* **Document excerpt**:
------
Having established that the substitution S317R diminished the GoSlo effect, we used the 2R9R crystal structure (38) to identify residues whose side chains may interact with the side chain of residue 317. Although the applicability of the 2R9R model to BK structure has been questioned, we were able to identify three residues, which, when mutated together, ablated the response to GoSlo. As Fig. 4Aii suggests, the corresponding residues in the BK channel predicted to pack against the side chain of 317 are I323 and I326, in S6C, and L227, in the S4S5_L, all three of which are in an adjacent subunit. Both I326A and L227A mutants were significantly less sensitive to GoSlo, the effects of GoSlo were further reduced (∼50%) in the double mutants (S317R:L227A; S317R:I326A) and almost abolished in the triple mutant, where the ΔV_1/2 was reduced by >80%. Interestingly neither the effects of increasing Ca²⁺ or NS1619 were reduced in this mutant, suggesting that it selectively ablates the response to GoSlo.

We examined the molecular mechanisms of GoSlo using the HA allosteric gating model (5) and found that the effects of GoSlo could be modeled by enhancing L₀ ∼700-fold, J₀ ∼8-fold, and reducing the allosteric coupling factor D by ∼60%. Thus, it appears that GoSlo activated the channels primarily by shifting the C–O equilibrium toward the open state. In addition, GoSlo shifted the activation of the voltage sensors (ΔV_HC ∼ −70 mV; Eq. S7) but had little effect on the charge associated with voltage sensor movement (Z_J). However, it did appear to reduce the voltage sensitivity of the C–O transition, as evidenced by the reduction in Z_P (Fig. S7), perhaps suggesting that, in GoSlo, when the voltage sensors are maximally activated, the C–O transition is less voltage sensitive (Fig. S8). Although GoSlo appeared to activate the voltage sensors, it is interesting to note that it also reduced coupling between them and the pore, as evidenced by (i) the reduced amplitude of Qa_MAX in drug and (ii) the narrowing of the Qa–V curve relative to control. In the triple mutant, the D factor was reduced compared with WT, and interestingly, the kinetics of activation were both slower (Fig. S7B) and less voltage dependent (Fig. S7D, filled squares) than the WT channel. It appears from our data that the voltage sensor gating charge of this mutant is unaltered (Table S1) and that the voltage sensors can activate, as evidenced by the similarity in shape of the P_O–V (Fig. 6) relationship in WT and the triple mutant. A potential explanation for the reduction in the activation kinetics is that voltage sensor activation is significantly slowed in this mutant, but this will require confirmation by recording gating currents.
------
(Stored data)
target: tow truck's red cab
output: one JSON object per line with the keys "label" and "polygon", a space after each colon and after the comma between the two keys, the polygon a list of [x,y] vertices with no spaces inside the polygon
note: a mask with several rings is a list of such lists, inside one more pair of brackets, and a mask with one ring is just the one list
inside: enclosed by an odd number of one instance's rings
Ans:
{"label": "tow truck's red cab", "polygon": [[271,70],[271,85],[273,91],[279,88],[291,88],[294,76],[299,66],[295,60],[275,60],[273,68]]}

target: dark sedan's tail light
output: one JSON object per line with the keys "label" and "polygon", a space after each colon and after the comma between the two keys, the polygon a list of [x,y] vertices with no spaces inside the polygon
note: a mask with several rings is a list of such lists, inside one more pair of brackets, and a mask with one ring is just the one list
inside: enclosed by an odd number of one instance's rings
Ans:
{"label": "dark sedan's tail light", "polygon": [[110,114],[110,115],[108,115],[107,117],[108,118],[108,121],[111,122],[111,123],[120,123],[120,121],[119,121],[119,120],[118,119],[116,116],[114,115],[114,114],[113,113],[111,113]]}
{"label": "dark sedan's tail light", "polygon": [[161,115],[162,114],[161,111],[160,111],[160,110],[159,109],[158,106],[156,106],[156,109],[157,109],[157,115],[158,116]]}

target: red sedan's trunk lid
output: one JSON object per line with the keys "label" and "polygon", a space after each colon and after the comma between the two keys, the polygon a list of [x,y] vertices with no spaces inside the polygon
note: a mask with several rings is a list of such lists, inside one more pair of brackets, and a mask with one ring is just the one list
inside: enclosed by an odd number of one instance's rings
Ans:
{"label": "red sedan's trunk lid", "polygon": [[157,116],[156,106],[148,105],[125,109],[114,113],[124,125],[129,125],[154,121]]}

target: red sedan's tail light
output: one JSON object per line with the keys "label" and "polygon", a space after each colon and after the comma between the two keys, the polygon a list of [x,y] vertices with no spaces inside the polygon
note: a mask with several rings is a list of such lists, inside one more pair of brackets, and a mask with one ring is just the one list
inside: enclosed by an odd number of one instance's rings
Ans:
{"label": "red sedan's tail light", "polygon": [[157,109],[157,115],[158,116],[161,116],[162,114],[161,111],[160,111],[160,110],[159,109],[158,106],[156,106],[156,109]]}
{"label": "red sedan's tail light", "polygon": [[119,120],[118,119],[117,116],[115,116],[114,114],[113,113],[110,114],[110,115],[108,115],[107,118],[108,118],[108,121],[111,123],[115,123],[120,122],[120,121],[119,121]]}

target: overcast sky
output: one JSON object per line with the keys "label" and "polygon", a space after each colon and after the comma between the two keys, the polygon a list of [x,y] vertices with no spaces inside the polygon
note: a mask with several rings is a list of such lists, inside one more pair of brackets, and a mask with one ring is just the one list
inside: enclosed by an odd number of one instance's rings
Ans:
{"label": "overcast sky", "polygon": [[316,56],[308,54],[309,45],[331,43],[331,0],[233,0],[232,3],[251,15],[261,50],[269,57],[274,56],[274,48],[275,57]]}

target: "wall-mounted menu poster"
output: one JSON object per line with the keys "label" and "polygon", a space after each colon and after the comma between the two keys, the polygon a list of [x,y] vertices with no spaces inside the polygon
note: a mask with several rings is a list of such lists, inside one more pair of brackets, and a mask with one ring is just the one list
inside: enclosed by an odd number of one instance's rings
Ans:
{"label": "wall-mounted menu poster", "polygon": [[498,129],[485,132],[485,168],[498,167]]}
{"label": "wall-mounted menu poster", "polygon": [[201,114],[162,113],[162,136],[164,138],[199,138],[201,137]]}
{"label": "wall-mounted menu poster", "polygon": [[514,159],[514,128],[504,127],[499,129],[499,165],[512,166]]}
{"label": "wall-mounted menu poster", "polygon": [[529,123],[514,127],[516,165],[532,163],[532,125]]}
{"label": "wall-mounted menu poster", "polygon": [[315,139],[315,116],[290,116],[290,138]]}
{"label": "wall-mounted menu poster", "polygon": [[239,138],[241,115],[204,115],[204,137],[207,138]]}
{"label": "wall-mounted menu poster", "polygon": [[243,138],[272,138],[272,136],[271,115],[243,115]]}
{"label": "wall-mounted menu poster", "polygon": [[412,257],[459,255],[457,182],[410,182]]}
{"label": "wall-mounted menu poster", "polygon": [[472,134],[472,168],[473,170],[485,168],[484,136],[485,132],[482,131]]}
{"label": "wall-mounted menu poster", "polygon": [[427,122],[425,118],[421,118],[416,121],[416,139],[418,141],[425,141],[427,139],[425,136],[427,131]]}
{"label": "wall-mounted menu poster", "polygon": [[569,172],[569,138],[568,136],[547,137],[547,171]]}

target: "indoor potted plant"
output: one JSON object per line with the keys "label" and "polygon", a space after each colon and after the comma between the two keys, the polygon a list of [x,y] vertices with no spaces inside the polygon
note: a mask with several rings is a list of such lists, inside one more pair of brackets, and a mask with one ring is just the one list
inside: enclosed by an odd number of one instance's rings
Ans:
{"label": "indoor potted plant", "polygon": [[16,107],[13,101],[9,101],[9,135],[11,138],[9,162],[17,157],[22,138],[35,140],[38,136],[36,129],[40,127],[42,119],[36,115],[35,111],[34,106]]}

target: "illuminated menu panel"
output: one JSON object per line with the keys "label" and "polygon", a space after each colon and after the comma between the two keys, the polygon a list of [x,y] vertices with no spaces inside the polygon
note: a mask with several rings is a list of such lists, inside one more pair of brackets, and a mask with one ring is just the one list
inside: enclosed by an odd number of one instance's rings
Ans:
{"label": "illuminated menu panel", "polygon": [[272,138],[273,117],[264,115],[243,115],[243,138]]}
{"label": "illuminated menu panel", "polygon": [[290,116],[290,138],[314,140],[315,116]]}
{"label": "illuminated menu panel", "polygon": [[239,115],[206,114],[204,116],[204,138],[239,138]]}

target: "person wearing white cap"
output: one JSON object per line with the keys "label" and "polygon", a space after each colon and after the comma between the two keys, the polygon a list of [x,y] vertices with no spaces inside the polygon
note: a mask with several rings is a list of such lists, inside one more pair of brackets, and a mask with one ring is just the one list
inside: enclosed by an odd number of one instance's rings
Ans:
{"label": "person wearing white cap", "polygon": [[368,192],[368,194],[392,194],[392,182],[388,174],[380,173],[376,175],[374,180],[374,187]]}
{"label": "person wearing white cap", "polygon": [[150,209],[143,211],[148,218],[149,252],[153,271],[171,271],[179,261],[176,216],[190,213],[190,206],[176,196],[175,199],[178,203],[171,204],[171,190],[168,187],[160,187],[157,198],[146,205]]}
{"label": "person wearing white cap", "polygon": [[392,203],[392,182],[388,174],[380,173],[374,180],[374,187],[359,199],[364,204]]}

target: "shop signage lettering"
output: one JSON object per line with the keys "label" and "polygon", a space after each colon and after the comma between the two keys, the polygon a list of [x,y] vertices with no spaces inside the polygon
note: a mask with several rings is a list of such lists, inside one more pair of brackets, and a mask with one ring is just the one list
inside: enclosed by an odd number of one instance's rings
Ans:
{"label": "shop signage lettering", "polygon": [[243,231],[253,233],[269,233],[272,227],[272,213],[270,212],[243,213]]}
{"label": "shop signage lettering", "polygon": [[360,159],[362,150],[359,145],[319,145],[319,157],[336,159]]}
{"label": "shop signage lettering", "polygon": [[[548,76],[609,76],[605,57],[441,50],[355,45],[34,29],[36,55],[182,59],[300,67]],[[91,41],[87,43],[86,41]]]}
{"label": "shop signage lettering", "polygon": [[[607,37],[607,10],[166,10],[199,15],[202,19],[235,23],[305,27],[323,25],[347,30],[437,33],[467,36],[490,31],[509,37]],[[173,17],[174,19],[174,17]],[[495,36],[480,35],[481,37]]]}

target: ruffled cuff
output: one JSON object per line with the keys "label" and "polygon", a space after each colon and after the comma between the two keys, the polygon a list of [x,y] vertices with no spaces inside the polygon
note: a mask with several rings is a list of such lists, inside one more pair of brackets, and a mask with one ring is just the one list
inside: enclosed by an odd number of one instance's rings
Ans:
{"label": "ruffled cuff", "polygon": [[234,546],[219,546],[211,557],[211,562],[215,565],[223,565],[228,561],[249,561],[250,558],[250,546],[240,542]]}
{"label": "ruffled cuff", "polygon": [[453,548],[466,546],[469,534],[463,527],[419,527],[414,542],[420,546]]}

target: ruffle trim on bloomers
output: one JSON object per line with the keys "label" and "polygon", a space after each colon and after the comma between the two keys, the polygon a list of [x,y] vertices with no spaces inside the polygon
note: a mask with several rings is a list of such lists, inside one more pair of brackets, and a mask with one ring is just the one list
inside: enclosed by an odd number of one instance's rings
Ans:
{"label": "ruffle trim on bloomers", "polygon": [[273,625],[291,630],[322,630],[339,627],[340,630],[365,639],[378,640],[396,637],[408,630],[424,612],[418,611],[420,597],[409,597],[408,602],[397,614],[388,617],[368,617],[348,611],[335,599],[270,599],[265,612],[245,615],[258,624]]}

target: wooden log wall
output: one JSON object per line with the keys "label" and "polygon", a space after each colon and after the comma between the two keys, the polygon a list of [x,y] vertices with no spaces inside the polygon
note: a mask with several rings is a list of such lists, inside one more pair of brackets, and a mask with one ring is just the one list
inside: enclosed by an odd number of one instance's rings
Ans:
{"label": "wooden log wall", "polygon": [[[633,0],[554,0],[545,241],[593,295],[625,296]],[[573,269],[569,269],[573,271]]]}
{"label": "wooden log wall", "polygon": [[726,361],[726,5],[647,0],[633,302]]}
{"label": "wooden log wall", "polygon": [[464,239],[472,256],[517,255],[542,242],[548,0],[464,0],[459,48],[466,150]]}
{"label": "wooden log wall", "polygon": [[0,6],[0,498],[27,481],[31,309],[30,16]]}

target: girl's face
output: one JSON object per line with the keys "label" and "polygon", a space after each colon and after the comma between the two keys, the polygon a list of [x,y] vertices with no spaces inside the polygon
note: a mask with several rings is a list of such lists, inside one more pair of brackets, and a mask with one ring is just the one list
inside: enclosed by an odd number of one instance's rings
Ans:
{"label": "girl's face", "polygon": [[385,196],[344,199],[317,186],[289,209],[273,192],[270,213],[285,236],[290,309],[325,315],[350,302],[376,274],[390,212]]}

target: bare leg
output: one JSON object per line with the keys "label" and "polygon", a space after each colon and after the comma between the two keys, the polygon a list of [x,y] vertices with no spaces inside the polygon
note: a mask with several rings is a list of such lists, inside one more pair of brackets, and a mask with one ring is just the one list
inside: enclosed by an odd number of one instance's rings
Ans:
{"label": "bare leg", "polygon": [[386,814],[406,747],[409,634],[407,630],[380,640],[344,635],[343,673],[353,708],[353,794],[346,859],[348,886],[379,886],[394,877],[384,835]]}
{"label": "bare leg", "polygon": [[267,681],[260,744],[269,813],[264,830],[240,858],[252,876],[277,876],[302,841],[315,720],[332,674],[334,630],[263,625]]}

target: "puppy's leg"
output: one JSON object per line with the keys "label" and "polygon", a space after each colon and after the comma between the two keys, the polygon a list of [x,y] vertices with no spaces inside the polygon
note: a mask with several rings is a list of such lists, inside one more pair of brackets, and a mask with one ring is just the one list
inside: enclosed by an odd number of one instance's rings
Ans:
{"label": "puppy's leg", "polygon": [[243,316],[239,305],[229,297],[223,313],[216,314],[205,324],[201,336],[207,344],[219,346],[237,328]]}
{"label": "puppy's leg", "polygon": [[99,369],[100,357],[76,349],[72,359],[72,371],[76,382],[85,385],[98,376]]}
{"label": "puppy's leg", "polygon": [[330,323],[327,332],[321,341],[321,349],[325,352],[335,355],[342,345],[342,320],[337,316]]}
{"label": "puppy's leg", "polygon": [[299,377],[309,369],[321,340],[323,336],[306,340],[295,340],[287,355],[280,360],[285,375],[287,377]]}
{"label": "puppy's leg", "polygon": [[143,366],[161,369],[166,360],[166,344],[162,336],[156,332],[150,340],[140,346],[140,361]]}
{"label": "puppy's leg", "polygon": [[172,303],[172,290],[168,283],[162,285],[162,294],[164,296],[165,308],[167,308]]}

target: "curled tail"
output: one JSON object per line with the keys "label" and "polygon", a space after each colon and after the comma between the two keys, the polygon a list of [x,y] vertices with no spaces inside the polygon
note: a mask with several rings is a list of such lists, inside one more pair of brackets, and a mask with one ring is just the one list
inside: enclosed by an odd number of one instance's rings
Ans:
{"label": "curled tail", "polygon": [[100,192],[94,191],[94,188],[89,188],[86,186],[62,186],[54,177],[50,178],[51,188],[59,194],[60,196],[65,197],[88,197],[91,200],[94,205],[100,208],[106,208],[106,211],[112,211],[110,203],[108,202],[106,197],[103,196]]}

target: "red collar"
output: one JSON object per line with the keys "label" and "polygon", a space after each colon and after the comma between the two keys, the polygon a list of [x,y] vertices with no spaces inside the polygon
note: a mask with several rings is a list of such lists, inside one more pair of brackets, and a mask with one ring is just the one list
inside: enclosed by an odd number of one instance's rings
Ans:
------
* **Task statement**:
Please decide whether each statement agrees with the GoSlo passage. Answer yes or no and quote the words of the passage that decide it.
1. The triple mutant reduced the effects of increasing Ca²⁺.
2. The effects of GoSlo were modeled by enhancing L₀ about 700-fold.
3. GoSlo had a large effect on the charge associated with voltage sensor movement.

* **Exercise output**:
1. No: "neither the effects of increasing Ca²⁺ or NS1619 were reduced in this mutant"
2. Yes: "the effects of GoSlo could be modeled by enhancing L₀ ∼700-fold"
3. No: "had little effect on the charge associated with voltage sensor movement (Z_J)"